» **GIVEN TASK**: Extract every line of the entries that contains the string "bright", copying each such line in full.

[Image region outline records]
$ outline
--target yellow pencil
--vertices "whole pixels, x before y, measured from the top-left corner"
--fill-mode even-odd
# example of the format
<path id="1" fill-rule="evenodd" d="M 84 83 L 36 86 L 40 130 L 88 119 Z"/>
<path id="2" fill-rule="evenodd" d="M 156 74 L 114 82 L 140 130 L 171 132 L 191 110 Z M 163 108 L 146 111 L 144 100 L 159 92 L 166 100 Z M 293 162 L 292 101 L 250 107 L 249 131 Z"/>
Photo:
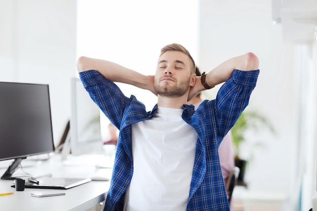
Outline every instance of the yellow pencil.
<path id="1" fill-rule="evenodd" d="M 14 193 L 11 192 L 10 193 L 0 193 L 0 196 L 5 196 L 6 195 L 11 195 L 14 194 Z"/>

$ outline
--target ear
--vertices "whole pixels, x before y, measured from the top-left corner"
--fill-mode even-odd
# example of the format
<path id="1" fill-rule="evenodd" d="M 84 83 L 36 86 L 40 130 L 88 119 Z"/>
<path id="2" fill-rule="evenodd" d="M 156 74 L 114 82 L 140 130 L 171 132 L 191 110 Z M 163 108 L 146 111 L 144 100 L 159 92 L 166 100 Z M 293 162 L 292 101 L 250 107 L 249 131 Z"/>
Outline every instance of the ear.
<path id="1" fill-rule="evenodd" d="M 193 73 L 190 76 L 190 81 L 189 82 L 189 87 L 193 87 L 196 83 L 196 74 Z"/>

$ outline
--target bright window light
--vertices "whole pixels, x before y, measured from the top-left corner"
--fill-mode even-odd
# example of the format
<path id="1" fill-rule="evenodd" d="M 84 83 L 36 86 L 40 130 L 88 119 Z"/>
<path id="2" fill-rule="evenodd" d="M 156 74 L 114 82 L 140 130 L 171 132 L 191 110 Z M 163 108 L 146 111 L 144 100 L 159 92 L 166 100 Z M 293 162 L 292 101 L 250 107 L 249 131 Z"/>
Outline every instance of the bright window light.
<path id="1" fill-rule="evenodd" d="M 197 54 L 197 1 L 78 0 L 77 57 L 111 61 L 145 75 L 154 75 L 161 49 L 173 43 Z M 118 84 L 127 96 L 147 110 L 156 103 L 149 91 Z"/>

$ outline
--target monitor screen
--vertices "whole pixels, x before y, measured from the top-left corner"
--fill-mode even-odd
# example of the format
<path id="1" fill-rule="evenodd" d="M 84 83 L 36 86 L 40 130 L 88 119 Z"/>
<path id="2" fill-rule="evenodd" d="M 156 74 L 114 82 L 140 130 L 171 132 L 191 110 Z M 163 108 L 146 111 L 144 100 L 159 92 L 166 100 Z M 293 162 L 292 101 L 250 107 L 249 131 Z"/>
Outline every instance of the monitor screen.
<path id="1" fill-rule="evenodd" d="M 0 160 L 54 151 L 48 85 L 0 82 Z"/>
<path id="2" fill-rule="evenodd" d="M 78 78 L 71 78 L 70 149 L 73 155 L 101 153 L 100 109 Z"/>

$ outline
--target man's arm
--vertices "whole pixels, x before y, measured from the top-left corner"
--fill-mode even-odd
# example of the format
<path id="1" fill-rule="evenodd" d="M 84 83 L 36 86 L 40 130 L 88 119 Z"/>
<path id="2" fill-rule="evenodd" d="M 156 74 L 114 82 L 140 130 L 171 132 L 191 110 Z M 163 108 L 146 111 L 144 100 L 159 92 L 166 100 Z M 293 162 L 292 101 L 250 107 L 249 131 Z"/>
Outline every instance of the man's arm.
<path id="1" fill-rule="evenodd" d="M 133 85 L 156 94 L 154 90 L 154 76 L 143 75 L 113 62 L 81 57 L 77 61 L 77 69 L 78 72 L 97 70 L 112 81 Z"/>
<path id="2" fill-rule="evenodd" d="M 210 87 L 213 87 L 227 80 L 235 69 L 242 71 L 251 71 L 258 68 L 258 58 L 253 53 L 249 52 L 229 59 L 220 64 L 206 74 L 206 81 Z M 188 99 L 192 99 L 204 90 L 206 90 L 206 88 L 202 83 L 201 77 L 197 77 L 195 86 L 190 90 Z"/>

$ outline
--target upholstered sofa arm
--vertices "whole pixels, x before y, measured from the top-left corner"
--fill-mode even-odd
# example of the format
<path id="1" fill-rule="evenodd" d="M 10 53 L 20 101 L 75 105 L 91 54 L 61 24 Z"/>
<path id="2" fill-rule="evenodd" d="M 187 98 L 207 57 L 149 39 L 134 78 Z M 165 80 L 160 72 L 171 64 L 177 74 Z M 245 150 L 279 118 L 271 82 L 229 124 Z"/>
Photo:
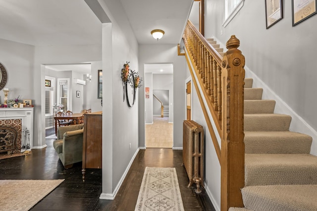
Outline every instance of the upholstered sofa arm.
<path id="1" fill-rule="evenodd" d="M 84 124 L 75 124 L 73 125 L 58 127 L 57 129 L 57 140 L 63 139 L 64 133 L 67 131 L 72 131 L 83 129 Z"/>
<path id="2" fill-rule="evenodd" d="M 64 133 L 64 137 L 70 137 L 71 136 L 76 136 L 77 135 L 82 135 L 84 133 L 84 128 L 80 130 L 72 130 L 67 131 Z"/>

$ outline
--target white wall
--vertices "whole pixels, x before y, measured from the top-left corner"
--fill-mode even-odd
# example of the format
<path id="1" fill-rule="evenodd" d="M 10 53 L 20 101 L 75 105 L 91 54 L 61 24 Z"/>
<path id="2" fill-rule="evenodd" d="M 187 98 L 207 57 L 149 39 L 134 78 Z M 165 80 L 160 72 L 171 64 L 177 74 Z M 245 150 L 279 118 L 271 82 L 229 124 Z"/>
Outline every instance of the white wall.
<path id="1" fill-rule="evenodd" d="M 158 41 L 159 43 L 159 41 Z M 173 92 L 184 93 L 184 83 L 186 79 L 186 60 L 184 56 L 177 55 L 176 45 L 155 44 L 140 45 L 139 48 L 139 73 L 144 77 L 144 64 L 170 63 L 174 69 Z M 139 89 L 139 145 L 144 147 L 145 144 L 145 94 L 144 87 Z M 174 108 L 173 115 L 173 136 L 174 149 L 183 146 L 183 121 L 185 118 L 185 97 L 183 95 L 174 95 L 173 99 Z"/>
<path id="2" fill-rule="evenodd" d="M 14 99 L 19 95 L 20 103 L 22 103 L 23 99 L 34 99 L 34 47 L 0 39 L 0 62 L 6 69 L 8 75 L 4 86 L 9 89 L 8 99 Z M 0 104 L 3 103 L 4 98 L 3 92 L 0 91 Z M 32 102 L 33 104 L 36 103 Z M 34 110 L 36 109 L 35 107 Z"/>
<path id="3" fill-rule="evenodd" d="M 291 130 L 313 136 L 311 153 L 317 155 L 317 15 L 293 27 L 291 1 L 283 1 L 284 17 L 266 29 L 264 1 L 245 1 L 223 28 L 224 1 L 206 0 L 205 36 L 223 45 L 236 35 L 246 58 L 246 77 L 254 77 L 256 87 L 264 86 L 264 98 L 276 98 L 275 112 L 292 115 Z"/>
<path id="4" fill-rule="evenodd" d="M 174 116 L 174 110 L 173 109 L 173 105 L 174 105 L 173 102 L 174 98 L 173 78 L 173 74 L 155 74 L 153 76 L 154 90 L 165 90 L 169 91 L 169 122 L 173 122 L 173 117 Z"/>
<path id="5" fill-rule="evenodd" d="M 129 162 L 138 149 L 138 95 L 134 105 L 123 102 L 121 71 L 126 61 L 139 69 L 138 43 L 120 1 L 99 1 L 111 23 L 103 26 L 103 193 L 117 190 Z M 131 146 L 131 148 L 130 147 Z"/>

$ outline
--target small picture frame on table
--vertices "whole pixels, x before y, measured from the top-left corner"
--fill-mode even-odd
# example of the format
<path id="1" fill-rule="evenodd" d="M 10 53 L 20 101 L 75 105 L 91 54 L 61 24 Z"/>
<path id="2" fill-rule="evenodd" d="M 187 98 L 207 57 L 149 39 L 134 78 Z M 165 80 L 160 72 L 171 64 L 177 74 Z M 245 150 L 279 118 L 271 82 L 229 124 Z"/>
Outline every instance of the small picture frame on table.
<path id="1" fill-rule="evenodd" d="M 25 106 L 32 105 L 32 100 L 23 100 L 23 104 Z"/>

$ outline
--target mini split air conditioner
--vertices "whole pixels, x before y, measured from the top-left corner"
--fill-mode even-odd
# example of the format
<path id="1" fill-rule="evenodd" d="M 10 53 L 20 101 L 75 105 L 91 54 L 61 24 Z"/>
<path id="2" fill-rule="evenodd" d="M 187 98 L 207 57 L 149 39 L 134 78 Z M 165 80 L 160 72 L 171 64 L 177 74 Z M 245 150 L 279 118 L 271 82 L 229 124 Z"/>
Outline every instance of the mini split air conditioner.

» **CORRECT RESPONSE**:
--target bright window light
Outline every instance of the bright window light.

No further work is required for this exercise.